PROBLEM STATEMENT: Rewrite the lines from the line with "Habitat-census task: mark the breakfast" to the line with "point(94, 174)", changing "breakfast bar counter" to "kitchen island" and keeping everything else the same.

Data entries
━━━━━━

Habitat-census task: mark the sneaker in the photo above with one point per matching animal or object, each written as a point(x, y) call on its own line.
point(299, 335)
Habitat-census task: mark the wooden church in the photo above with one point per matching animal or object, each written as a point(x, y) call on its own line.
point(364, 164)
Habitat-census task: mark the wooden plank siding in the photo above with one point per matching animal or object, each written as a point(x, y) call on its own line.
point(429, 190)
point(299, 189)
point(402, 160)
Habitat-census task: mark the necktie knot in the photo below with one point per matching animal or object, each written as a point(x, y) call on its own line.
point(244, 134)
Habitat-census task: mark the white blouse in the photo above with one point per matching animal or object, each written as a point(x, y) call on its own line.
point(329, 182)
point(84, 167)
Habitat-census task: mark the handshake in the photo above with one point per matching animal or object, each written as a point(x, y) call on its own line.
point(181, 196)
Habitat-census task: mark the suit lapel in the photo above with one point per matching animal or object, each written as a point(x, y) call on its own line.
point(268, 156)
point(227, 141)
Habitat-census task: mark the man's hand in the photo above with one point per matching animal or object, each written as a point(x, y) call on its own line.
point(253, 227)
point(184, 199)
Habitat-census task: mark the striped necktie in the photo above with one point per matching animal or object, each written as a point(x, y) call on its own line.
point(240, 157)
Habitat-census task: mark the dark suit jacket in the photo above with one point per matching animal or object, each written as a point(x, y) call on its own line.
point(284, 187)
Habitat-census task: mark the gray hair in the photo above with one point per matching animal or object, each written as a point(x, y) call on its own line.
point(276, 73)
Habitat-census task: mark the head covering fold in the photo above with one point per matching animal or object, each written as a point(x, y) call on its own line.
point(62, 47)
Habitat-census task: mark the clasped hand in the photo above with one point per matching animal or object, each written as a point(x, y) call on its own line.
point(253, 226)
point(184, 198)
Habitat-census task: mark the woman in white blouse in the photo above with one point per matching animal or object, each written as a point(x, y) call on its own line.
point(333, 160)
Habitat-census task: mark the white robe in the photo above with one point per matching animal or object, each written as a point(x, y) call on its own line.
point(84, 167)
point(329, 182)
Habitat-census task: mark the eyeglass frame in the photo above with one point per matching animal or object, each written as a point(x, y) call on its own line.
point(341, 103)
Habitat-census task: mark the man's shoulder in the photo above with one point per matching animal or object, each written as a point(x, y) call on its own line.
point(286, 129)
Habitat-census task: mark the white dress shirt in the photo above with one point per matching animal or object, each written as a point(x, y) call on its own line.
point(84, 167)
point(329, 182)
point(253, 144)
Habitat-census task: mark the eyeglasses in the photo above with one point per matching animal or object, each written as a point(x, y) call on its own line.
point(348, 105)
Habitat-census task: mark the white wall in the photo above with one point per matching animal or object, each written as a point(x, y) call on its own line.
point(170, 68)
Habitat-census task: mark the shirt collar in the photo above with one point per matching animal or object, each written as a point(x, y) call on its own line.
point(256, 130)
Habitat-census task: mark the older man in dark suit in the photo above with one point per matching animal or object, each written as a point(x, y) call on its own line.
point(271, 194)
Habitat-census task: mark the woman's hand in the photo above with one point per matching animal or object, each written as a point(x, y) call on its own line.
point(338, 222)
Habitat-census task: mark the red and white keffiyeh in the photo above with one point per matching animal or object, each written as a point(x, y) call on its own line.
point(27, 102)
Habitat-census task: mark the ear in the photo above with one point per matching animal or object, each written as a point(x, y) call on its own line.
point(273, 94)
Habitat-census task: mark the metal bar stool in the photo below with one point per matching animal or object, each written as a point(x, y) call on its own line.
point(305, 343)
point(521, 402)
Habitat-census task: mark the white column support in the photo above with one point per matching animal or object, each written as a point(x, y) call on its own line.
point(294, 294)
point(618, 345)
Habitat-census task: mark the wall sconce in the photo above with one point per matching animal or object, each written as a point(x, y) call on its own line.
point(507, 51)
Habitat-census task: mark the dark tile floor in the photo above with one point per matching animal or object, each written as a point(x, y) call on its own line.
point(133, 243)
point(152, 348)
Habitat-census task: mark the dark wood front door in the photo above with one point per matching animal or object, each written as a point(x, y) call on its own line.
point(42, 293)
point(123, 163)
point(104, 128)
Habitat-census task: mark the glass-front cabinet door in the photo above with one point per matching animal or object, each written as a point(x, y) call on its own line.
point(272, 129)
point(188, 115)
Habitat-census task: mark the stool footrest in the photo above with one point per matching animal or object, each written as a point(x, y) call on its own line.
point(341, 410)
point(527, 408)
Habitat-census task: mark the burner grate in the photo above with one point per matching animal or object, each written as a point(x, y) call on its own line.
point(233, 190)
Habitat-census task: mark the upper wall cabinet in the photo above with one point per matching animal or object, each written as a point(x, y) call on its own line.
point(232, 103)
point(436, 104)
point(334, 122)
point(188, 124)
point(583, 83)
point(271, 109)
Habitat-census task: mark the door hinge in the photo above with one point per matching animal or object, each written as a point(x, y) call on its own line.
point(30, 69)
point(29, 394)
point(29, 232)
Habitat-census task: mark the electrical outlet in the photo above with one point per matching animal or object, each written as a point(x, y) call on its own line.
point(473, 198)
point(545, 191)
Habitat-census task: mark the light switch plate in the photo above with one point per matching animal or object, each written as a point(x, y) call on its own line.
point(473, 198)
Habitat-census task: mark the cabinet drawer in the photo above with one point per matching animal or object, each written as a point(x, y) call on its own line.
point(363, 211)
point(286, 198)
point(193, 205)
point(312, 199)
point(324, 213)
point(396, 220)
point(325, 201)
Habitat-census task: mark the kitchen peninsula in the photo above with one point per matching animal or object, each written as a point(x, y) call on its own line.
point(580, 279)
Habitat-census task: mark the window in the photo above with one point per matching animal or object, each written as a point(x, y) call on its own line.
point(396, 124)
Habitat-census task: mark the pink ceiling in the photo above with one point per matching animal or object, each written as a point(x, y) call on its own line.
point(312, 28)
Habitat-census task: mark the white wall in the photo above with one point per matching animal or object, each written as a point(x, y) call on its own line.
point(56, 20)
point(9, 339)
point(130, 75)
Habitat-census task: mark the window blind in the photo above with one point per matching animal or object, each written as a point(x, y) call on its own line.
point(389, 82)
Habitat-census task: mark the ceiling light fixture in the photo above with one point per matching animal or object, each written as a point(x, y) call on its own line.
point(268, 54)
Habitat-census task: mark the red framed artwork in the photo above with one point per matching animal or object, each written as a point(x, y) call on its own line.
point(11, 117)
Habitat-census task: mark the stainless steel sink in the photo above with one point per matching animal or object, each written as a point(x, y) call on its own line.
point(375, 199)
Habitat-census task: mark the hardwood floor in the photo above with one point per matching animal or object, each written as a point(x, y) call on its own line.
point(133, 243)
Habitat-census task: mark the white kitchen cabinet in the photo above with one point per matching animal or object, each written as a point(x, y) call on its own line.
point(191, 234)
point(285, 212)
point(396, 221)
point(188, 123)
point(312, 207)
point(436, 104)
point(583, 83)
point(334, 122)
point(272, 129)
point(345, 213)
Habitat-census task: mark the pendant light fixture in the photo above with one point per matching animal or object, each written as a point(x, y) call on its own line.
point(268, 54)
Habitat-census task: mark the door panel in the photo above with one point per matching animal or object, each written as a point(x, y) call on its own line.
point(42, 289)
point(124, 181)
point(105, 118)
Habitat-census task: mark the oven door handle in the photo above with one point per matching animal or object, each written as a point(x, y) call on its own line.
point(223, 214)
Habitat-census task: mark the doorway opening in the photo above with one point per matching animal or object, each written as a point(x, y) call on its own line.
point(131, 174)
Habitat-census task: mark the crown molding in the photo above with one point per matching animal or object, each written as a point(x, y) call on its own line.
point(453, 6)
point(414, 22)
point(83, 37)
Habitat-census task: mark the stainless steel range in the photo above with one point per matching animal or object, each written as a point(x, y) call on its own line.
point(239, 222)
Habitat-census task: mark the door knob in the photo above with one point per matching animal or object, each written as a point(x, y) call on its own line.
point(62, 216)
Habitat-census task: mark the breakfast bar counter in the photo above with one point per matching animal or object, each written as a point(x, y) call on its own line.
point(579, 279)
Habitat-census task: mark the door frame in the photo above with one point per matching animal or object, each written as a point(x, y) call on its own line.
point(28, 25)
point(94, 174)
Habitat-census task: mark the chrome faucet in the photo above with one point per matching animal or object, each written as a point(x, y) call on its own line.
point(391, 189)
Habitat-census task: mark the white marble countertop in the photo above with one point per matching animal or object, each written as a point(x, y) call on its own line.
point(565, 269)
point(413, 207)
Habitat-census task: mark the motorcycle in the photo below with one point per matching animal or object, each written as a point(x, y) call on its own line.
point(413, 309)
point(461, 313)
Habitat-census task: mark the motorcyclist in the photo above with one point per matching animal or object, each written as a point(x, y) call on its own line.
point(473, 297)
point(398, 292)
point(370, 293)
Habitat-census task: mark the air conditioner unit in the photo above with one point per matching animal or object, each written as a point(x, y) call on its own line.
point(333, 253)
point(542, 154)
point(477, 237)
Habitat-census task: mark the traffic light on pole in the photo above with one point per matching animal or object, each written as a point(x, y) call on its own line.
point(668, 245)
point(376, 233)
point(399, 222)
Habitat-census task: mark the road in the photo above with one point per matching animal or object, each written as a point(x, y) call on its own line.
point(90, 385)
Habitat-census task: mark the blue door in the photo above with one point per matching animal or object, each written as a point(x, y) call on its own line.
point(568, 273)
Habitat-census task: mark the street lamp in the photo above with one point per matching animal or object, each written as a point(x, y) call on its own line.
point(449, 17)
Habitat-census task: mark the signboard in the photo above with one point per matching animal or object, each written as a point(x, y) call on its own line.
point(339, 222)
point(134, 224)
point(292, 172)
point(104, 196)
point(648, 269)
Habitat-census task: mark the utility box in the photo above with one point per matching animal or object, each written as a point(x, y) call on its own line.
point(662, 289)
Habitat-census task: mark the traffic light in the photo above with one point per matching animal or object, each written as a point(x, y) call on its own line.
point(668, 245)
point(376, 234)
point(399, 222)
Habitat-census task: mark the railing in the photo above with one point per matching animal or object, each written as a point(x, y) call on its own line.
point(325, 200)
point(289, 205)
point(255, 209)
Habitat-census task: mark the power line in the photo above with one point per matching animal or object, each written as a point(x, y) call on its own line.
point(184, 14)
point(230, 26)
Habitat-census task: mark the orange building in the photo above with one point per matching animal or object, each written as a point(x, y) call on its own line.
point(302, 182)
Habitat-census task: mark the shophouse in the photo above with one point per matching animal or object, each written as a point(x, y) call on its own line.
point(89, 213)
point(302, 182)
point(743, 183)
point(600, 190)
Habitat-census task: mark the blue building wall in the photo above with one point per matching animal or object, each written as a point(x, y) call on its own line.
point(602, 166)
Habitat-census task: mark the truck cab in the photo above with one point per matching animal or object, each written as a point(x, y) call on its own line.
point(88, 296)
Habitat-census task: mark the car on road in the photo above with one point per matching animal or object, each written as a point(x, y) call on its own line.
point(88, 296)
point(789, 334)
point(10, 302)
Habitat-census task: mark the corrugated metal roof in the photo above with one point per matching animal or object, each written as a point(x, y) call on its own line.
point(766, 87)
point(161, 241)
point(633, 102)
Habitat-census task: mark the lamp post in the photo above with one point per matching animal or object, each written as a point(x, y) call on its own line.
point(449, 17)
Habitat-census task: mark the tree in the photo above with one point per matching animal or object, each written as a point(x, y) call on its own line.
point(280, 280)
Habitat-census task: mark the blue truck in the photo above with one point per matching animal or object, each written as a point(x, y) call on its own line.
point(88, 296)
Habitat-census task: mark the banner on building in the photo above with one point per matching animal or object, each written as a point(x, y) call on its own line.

━━━━━━

EXERCISE RESULT:
Habitat-census task: mark the kitchen island in the photo above with one point per matching animal or object, each written as a point(x, y) call on its own line.
point(579, 279)
Habitat-census task: mark the door frame in the photo above with one point per matching animal or object, each written as a point(x, y) call on its own line.
point(28, 25)
point(94, 174)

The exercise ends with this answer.